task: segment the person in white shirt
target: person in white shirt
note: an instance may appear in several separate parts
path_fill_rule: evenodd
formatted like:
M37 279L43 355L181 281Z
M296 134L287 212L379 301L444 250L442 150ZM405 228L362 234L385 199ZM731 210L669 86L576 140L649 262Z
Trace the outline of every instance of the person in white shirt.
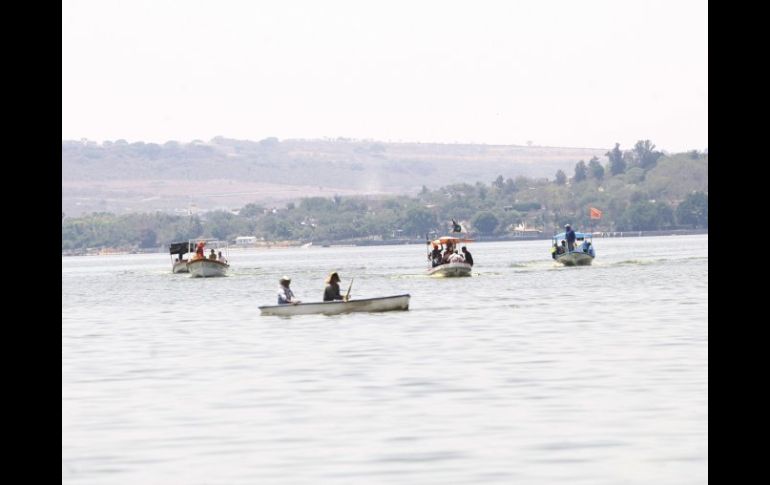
= = = = =
◆ Problem requirements: Update the rows above, changing each "white shirt" to "blue jacket" and leaving every other word the same. Omit the pictures from your answer.

◆ Exercise answer:
task: segment the person in blue jacket
target: person in blue jacket
note: an instance may appear in several separate parts
path_fill_rule: evenodd
formatted like:
M37 279L43 355L181 281Z
M296 134L287 212L379 301L444 250L442 150ZM405 228L362 234L385 199ZM731 210L669 86L576 140L649 262Z
Trace the outline of every instance of the person in blue jacket.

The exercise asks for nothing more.